> Information given
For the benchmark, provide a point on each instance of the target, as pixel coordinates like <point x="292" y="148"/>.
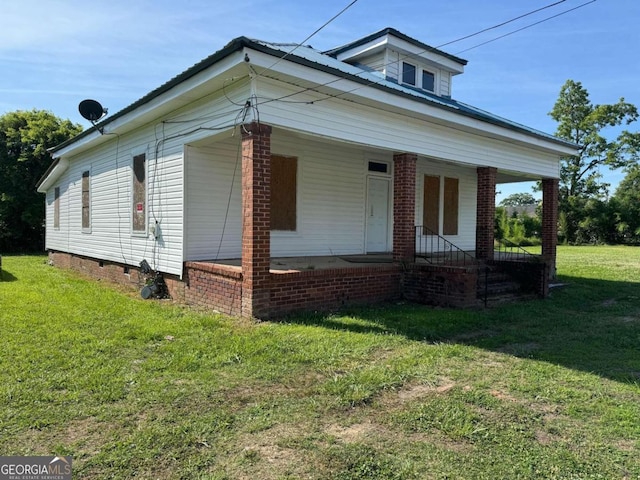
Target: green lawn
<point x="145" y="389"/>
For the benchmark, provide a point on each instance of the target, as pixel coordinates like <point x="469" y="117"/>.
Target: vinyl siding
<point x="375" y="127"/>
<point x="111" y="237"/>
<point x="330" y="199"/>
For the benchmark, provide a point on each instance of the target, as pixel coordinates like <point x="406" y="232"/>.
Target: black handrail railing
<point x="436" y="249"/>
<point x="512" y="252"/>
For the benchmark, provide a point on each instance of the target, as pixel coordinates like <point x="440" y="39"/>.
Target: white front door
<point x="378" y="214"/>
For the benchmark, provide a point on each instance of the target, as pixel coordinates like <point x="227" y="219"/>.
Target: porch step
<point x="498" y="287"/>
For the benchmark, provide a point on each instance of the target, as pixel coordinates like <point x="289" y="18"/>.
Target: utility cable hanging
<point x="500" y="24"/>
<point x="353" y="2"/>
<point x="527" y="26"/>
<point x="314" y="87"/>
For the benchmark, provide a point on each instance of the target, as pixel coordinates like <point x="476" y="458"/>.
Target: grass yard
<point x="144" y="389"/>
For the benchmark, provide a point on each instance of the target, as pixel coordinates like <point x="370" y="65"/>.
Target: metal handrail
<point x="509" y="251"/>
<point x="436" y="249"/>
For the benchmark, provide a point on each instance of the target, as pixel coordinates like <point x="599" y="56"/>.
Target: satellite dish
<point x="91" y="110"/>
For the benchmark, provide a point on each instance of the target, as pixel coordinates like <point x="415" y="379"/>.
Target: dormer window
<point x="428" y="81"/>
<point x="408" y="73"/>
<point x="410" y="77"/>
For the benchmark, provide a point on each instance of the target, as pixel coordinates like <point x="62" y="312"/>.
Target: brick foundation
<point x="404" y="201"/>
<point x="330" y="289"/>
<point x="213" y="286"/>
<point x="221" y="287"/>
<point x="113" y="272"/>
<point x="485" y="213"/>
<point x="441" y="285"/>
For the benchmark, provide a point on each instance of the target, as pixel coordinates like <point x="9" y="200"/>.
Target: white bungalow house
<point x="264" y="154"/>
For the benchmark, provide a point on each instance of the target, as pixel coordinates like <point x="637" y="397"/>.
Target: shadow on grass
<point x="588" y="325"/>
<point x="7" y="276"/>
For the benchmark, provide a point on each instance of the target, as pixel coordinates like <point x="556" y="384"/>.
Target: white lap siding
<point x="331" y="180"/>
<point x="111" y="206"/>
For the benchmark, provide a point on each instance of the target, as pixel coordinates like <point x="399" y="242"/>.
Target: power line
<point x="423" y="51"/>
<point x="353" y="2"/>
<point x="525" y="27"/>
<point x="453" y="41"/>
<point x="501" y="24"/>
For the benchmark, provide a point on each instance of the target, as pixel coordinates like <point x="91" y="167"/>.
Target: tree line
<point x="588" y="212"/>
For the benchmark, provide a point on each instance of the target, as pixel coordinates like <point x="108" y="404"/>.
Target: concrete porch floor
<point x="302" y="264"/>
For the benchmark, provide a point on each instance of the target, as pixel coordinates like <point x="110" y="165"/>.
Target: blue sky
<point x="56" y="53"/>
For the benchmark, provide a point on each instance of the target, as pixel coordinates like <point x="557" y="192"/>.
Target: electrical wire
<point x="315" y="87"/>
<point x="527" y="26"/>
<point x="298" y="45"/>
<point x="501" y="24"/>
<point x="242" y="113"/>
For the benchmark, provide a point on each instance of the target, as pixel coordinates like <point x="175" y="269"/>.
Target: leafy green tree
<point x="25" y="137"/>
<point x="625" y="205"/>
<point x="582" y="122"/>
<point x="518" y="200"/>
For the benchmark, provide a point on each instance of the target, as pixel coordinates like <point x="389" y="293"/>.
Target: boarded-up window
<point x="284" y="185"/>
<point x="86" y="200"/>
<point x="139" y="219"/>
<point x="56" y="207"/>
<point x="450" y="211"/>
<point x="431" y="204"/>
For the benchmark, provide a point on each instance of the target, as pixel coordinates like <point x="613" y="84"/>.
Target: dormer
<point x="403" y="60"/>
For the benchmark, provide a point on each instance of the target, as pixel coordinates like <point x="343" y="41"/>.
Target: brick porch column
<point x="404" y="203"/>
<point x="485" y="212"/>
<point x="550" y="197"/>
<point x="256" y="219"/>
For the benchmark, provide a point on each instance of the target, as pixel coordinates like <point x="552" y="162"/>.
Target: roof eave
<point x="233" y="46"/>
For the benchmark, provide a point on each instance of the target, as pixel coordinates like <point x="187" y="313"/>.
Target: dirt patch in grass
<point x="520" y="349"/>
<point x="267" y="454"/>
<point x="354" y="433"/>
<point x="475" y="335"/>
<point x="409" y="393"/>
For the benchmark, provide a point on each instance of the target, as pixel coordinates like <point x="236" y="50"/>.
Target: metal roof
<point x="392" y="31"/>
<point x="307" y="56"/>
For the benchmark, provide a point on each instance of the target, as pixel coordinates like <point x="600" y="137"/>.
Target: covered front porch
<point x="261" y="284"/>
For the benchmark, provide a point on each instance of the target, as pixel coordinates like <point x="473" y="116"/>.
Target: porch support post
<point x="256" y="219"/>
<point x="485" y="212"/>
<point x="404" y="203"/>
<point x="550" y="198"/>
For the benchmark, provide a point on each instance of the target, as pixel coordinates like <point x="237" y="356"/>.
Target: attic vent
<point x="378" y="167"/>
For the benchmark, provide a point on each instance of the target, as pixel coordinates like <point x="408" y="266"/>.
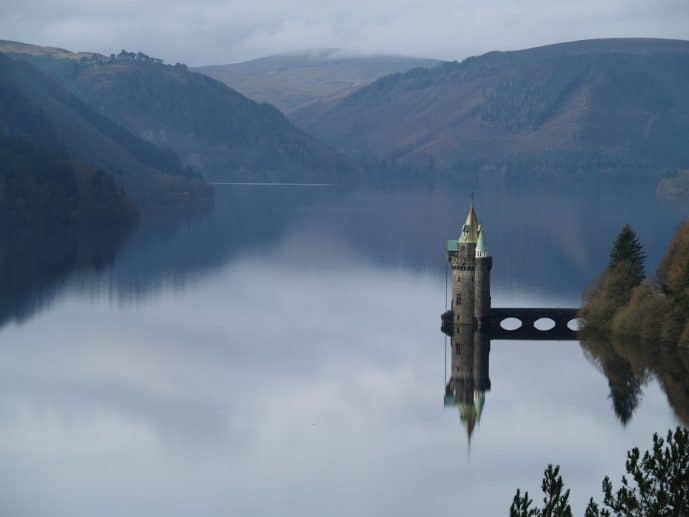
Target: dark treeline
<point x="623" y="302"/>
<point x="45" y="191"/>
<point x="657" y="483"/>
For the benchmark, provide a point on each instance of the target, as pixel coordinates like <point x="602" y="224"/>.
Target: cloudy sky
<point x="223" y="31"/>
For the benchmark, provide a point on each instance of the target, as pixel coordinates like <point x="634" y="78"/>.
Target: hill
<point x="292" y="81"/>
<point x="36" y="110"/>
<point x="599" y="106"/>
<point x="213" y="128"/>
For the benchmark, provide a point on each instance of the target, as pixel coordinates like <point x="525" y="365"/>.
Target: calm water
<point x="281" y="355"/>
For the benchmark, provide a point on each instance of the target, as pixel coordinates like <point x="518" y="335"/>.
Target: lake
<point x="280" y="354"/>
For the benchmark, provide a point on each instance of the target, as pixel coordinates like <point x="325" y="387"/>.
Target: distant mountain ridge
<point x="611" y="106"/>
<point x="35" y="109"/>
<point x="292" y="81"/>
<point x="213" y="128"/>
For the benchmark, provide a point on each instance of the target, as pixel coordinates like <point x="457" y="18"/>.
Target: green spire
<point x="481" y="245"/>
<point x="469" y="233"/>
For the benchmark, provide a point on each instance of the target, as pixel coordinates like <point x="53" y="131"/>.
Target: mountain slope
<point x="37" y="110"/>
<point x="212" y="127"/>
<point x="604" y="105"/>
<point x="291" y="81"/>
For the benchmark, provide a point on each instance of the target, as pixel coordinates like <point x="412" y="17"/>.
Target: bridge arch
<point x="534" y="323"/>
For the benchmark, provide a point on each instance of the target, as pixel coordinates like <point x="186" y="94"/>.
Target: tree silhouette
<point x="627" y="248"/>
<point x="658" y="485"/>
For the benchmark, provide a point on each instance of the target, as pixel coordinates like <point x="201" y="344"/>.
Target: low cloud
<point x="212" y="31"/>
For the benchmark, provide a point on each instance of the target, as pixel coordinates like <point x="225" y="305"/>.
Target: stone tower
<point x="471" y="266"/>
<point x="484" y="264"/>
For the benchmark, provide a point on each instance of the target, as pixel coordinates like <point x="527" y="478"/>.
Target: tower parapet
<point x="471" y="266"/>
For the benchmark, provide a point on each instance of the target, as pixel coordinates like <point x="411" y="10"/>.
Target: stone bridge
<point x="563" y="323"/>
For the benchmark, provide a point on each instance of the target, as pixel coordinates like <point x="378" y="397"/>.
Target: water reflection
<point x="469" y="375"/>
<point x="276" y="354"/>
<point x="629" y="365"/>
<point x="33" y="269"/>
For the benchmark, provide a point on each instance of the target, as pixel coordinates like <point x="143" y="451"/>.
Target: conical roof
<point x="481" y="244"/>
<point x="469" y="233"/>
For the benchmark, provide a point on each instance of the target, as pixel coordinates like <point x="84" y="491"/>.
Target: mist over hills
<point x="292" y="81"/>
<point x="213" y="128"/>
<point x="596" y="107"/>
<point x="36" y="113"/>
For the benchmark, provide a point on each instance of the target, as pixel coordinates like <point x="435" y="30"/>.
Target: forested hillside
<point x="37" y="110"/>
<point x="213" y="128"/>
<point x="292" y="81"/>
<point x="614" y="107"/>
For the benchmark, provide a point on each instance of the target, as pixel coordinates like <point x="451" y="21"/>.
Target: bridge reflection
<point x="470" y="353"/>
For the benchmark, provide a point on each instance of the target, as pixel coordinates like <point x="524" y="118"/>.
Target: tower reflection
<point x="469" y="374"/>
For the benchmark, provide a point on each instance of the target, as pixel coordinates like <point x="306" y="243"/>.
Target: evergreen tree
<point x="627" y="248"/>
<point x="658" y="485"/>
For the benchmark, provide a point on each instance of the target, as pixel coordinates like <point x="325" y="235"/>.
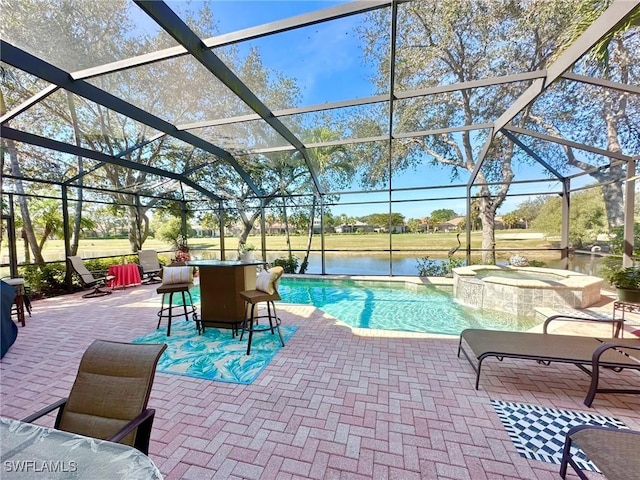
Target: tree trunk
<point x="488" y="236"/>
<point x="286" y="225"/>
<point x="77" y="215"/>
<point x="29" y="234"/>
<point x="305" y="261"/>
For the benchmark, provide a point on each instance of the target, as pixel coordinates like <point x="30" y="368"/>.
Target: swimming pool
<point x="391" y="306"/>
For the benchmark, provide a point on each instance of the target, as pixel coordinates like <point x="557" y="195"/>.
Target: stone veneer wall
<point x="521" y="300"/>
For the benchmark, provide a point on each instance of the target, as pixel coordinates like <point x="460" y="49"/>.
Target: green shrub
<point x="437" y="268"/>
<point x="44" y="280"/>
<point x="537" y="263"/>
<point x="289" y="264"/>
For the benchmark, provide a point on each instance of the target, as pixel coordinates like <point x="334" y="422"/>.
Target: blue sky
<point x="326" y="61"/>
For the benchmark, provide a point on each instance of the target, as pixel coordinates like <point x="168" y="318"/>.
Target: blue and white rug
<point x="215" y="355"/>
<point x="538" y="433"/>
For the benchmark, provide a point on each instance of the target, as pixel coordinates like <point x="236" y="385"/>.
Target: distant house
<point x="452" y="225"/>
<point x="354" y="227"/>
<point x="276" y="228"/>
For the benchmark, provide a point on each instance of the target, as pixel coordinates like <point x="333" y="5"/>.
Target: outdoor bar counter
<point x="220" y="282"/>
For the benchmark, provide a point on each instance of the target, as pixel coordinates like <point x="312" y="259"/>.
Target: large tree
<point x="453" y="41"/>
<point x="596" y="116"/>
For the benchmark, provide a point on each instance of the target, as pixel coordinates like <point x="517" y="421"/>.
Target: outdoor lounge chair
<point x="584" y="352"/>
<point x="150" y="266"/>
<point x="87" y="278"/>
<point x="613" y="450"/>
<point x="109" y="397"/>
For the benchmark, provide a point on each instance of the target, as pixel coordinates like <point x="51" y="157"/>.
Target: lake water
<point x="370" y="264"/>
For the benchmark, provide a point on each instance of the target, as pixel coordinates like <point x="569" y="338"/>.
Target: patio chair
<point x="150" y="266"/>
<point x="109" y="397"/>
<point x="87" y="279"/>
<point x="587" y="353"/>
<point x="614" y="451"/>
<point x="177" y="278"/>
<point x="266" y="291"/>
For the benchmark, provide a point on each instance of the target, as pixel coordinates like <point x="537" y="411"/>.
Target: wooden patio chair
<point x="109" y="397"/>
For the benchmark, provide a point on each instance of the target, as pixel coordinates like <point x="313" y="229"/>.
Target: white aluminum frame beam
<point x="33" y="65"/>
<point x="607" y="21"/>
<point x="231" y="38"/>
<point x="174" y="26"/>
<point x="567" y="143"/>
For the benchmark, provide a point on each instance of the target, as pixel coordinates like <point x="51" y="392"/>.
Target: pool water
<point x="391" y="306"/>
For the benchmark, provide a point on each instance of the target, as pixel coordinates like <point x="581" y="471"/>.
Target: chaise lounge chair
<point x="614" y="451"/>
<point x="109" y="397"/>
<point x="87" y="279"/>
<point x="587" y="353"/>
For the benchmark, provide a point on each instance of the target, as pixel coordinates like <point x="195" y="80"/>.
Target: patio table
<point x="220" y="283"/>
<point x="32" y="451"/>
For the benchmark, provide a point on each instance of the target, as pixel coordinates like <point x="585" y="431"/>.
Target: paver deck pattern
<point x="331" y="405"/>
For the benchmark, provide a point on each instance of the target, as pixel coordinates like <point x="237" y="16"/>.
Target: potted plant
<point x="627" y="282"/>
<point x="182" y="250"/>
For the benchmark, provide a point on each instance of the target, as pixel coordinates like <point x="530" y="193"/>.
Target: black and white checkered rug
<point x="538" y="433"/>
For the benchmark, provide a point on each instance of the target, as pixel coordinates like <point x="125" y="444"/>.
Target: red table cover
<point x="127" y="274"/>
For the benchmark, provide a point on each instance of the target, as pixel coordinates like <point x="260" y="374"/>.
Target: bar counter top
<point x="221" y="263"/>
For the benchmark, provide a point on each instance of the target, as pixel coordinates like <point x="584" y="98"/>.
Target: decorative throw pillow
<point x="267" y="280"/>
<point x="171" y="275"/>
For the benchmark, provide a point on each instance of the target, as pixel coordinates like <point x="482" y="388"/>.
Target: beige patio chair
<point x="87" y="279"/>
<point x="587" y="353"/>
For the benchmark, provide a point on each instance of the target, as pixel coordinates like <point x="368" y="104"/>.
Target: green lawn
<point x="435" y="245"/>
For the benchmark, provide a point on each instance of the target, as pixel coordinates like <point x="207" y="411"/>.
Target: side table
<point x="620" y="308"/>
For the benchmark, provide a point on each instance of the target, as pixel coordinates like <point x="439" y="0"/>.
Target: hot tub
<point x="519" y="290"/>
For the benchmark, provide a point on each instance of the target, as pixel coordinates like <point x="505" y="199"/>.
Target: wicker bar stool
<point x="266" y="291"/>
<point x="18" y="306"/>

> Aim of the task
Locate each line in the items above that contains the string "front", and copy those lines.

> Exercise answer
Target: white front door
Target: covered front porch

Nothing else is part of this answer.